- **AIM OF THE EXERCISE**
Among the entries below, please show each line that carries the word "block".

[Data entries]
━━━━━━

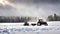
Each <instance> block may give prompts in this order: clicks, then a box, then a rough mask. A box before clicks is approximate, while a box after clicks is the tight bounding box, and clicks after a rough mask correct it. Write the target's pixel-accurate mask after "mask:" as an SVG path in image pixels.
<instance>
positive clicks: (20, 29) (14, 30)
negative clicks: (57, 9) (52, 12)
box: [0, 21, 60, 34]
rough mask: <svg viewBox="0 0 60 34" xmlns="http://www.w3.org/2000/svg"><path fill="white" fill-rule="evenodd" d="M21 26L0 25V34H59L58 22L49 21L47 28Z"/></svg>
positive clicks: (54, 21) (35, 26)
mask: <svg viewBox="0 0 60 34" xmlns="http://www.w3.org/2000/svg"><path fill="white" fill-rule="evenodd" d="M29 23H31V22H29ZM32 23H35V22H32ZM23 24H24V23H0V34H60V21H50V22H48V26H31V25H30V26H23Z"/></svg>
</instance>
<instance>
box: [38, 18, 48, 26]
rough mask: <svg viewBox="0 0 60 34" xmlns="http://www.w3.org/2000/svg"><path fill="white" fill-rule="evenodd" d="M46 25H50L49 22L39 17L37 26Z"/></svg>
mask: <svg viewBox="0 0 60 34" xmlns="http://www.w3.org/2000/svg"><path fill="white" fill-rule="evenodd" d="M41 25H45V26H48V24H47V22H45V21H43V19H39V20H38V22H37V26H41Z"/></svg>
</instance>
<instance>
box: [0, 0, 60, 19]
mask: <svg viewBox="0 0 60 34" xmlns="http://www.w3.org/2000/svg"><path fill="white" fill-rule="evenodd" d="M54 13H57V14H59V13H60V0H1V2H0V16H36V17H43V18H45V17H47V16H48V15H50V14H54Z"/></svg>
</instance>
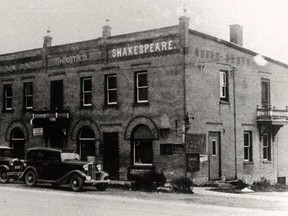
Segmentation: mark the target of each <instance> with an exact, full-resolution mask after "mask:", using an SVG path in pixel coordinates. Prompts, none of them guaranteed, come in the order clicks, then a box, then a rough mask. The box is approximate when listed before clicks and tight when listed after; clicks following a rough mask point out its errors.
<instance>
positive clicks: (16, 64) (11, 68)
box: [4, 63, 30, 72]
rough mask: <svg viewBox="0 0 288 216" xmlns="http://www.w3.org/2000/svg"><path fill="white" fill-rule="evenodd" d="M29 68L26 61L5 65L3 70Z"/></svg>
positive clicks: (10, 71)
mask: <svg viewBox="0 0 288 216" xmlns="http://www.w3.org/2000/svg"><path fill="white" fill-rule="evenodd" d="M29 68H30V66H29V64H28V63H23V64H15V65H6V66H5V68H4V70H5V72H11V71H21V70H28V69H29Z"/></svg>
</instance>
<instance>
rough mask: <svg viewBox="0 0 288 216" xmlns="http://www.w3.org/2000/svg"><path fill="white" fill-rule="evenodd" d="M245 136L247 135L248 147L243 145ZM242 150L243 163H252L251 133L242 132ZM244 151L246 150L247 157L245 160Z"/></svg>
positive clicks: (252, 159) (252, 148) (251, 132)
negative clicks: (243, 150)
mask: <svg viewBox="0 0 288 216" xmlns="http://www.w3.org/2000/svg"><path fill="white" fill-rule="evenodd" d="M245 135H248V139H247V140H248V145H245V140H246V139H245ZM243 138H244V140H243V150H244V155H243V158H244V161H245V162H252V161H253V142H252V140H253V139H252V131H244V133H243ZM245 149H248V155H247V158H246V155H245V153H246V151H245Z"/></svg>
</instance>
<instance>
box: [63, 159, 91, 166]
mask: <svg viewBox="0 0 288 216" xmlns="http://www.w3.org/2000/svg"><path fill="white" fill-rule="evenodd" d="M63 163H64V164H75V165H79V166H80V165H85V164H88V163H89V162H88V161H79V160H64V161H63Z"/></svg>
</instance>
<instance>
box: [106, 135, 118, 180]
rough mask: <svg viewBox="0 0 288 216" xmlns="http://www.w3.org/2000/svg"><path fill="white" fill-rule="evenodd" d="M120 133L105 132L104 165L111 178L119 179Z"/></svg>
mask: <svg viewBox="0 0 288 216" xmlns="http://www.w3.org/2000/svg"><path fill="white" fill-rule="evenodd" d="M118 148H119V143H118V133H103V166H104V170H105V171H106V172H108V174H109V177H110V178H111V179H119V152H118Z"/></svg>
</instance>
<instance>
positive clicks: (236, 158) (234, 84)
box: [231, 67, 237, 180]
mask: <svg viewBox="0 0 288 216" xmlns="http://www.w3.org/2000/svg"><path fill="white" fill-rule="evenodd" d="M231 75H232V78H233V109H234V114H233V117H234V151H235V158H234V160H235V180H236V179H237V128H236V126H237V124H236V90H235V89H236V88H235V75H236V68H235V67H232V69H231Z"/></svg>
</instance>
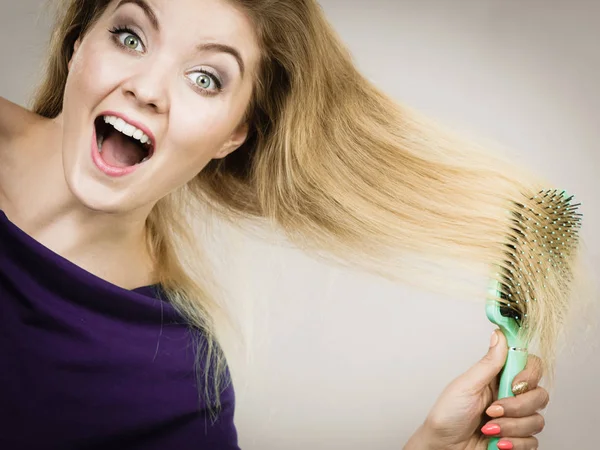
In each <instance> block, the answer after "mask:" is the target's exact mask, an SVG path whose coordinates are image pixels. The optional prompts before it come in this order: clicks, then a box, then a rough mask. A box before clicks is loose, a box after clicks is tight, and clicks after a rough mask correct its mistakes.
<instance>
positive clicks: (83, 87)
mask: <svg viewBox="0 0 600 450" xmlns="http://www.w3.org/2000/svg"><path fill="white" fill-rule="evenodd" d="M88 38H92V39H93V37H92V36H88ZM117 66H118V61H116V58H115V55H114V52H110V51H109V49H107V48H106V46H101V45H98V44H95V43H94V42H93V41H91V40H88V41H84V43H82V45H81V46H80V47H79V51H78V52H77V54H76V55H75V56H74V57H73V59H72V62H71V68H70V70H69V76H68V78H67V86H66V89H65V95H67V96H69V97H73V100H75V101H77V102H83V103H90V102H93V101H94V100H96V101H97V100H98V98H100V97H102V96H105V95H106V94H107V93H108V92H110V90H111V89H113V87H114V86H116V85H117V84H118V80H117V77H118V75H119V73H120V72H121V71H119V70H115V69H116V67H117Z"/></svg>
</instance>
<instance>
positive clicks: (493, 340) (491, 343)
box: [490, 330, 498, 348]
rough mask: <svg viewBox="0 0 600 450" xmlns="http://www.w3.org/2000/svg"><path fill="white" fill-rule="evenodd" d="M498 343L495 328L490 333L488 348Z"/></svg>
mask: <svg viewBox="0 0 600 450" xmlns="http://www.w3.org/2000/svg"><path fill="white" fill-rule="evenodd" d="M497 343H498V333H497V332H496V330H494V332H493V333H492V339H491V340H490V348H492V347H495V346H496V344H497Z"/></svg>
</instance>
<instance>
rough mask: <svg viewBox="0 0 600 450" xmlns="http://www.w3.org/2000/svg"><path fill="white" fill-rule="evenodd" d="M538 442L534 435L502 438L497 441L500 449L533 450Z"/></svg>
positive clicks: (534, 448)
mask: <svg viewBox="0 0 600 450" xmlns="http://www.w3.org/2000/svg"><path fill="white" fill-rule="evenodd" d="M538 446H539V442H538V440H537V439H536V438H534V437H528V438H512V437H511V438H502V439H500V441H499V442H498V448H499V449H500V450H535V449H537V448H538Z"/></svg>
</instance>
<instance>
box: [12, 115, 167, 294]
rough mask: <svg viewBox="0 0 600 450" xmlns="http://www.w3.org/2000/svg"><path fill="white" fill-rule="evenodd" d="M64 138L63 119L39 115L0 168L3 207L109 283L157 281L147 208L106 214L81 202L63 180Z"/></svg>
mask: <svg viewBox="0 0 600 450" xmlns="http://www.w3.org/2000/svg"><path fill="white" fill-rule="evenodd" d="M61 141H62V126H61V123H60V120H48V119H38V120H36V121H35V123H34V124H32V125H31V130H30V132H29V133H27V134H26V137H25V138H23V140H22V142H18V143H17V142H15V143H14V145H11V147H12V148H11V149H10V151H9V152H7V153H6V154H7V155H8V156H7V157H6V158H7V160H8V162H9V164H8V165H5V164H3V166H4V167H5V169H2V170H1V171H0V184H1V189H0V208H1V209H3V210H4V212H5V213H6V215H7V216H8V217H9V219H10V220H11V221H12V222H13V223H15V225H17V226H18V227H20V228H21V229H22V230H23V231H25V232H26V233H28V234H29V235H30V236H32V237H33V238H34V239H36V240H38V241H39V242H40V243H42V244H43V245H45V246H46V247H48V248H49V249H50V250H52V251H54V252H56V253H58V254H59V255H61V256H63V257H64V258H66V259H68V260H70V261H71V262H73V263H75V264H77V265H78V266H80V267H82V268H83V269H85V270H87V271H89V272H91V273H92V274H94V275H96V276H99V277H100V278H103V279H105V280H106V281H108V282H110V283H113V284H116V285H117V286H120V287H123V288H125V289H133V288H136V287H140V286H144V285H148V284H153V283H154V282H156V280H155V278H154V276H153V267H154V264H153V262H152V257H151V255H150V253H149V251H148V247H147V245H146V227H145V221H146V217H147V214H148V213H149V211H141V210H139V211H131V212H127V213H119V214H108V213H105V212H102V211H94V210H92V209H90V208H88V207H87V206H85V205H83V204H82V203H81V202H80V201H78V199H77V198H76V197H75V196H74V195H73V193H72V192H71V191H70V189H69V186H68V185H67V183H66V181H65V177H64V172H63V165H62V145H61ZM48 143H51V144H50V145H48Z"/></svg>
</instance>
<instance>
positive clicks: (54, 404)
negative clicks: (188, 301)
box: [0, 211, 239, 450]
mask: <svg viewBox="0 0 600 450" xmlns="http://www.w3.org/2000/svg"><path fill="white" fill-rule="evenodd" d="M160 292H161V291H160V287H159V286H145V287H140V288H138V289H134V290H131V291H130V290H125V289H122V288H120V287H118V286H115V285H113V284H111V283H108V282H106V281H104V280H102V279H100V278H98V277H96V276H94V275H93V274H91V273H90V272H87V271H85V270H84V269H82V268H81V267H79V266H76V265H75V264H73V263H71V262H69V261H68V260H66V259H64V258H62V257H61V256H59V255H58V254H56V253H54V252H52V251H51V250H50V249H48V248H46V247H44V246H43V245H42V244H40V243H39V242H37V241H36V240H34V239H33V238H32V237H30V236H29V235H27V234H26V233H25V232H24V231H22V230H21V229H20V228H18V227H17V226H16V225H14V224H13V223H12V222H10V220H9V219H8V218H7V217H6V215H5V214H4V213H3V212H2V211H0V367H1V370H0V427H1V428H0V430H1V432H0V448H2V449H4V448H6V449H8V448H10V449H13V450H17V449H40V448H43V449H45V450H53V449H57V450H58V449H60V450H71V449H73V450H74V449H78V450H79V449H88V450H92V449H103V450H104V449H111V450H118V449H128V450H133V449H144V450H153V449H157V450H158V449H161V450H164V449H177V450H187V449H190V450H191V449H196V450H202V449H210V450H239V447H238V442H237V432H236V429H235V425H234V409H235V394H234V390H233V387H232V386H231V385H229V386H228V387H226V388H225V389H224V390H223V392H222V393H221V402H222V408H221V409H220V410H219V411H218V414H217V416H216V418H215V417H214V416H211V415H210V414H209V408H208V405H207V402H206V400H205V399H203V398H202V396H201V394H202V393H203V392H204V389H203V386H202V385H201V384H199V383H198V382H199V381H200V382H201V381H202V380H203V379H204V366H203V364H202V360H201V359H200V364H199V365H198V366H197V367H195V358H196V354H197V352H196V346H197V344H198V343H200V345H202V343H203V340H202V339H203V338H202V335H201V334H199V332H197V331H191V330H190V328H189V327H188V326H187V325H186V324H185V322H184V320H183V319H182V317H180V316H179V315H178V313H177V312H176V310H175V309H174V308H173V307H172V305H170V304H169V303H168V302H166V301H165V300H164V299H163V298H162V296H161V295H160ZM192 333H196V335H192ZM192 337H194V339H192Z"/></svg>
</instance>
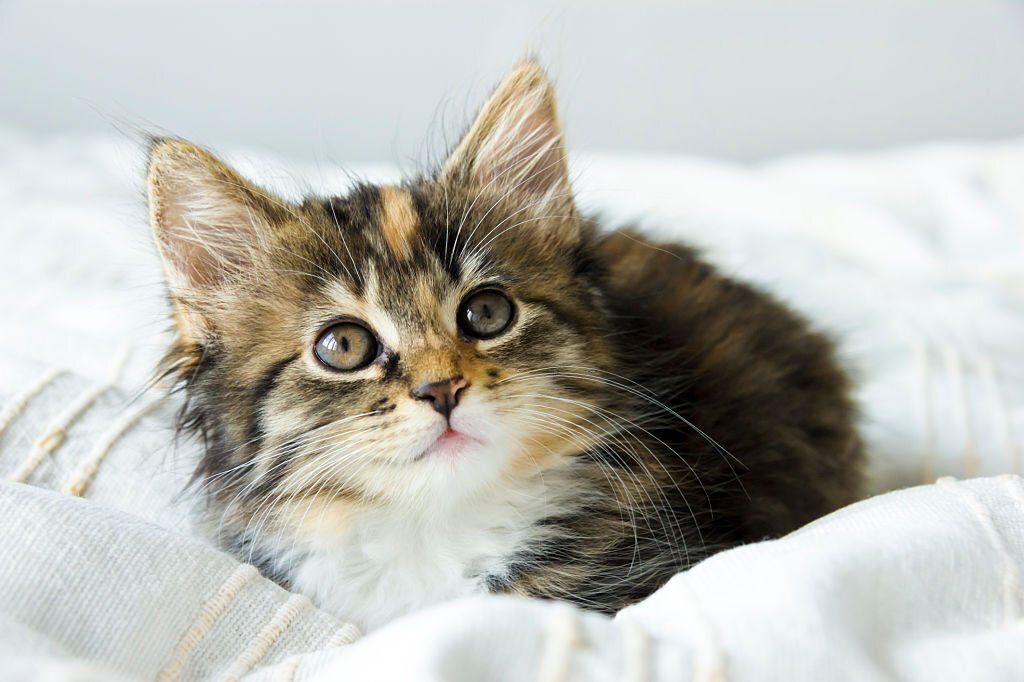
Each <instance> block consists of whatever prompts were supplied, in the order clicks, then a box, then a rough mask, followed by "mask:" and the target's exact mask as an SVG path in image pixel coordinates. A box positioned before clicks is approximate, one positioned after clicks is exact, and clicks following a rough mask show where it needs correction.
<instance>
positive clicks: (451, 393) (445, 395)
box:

━━━━━━

- **YOUR RESPONSE**
Each <instance> block may give prompts in this order: clicks, then a box, then a rough mask. A box before clicks is approximate, while a box after clicks is the tight bounding box, and clicks after a rough mask correct it. Write the target's pixel-accurate mask after "mask:" as an SVG path in image pixels.
In each <instance> block, the answer after "mask:" is the target's exact mask, an SVG path whose coordinates are image pixels. The optional prompts before it come in this order: clicks, then a box, then a rough mask. A box before clicks is loose, a box after clicks is tight, and clicks after a rough mask correct its mistakes.
Each <instance> block consists of whatever prompts were supplied, in the order clicks, then a box, then a rough mask, followed by "mask:" and the target's exact mask as an SVG path in image pixel coordinates. A box positioned before clicks is approximate, one positioned after clicks is exact, and clicks following a rough mask show where it needs correction.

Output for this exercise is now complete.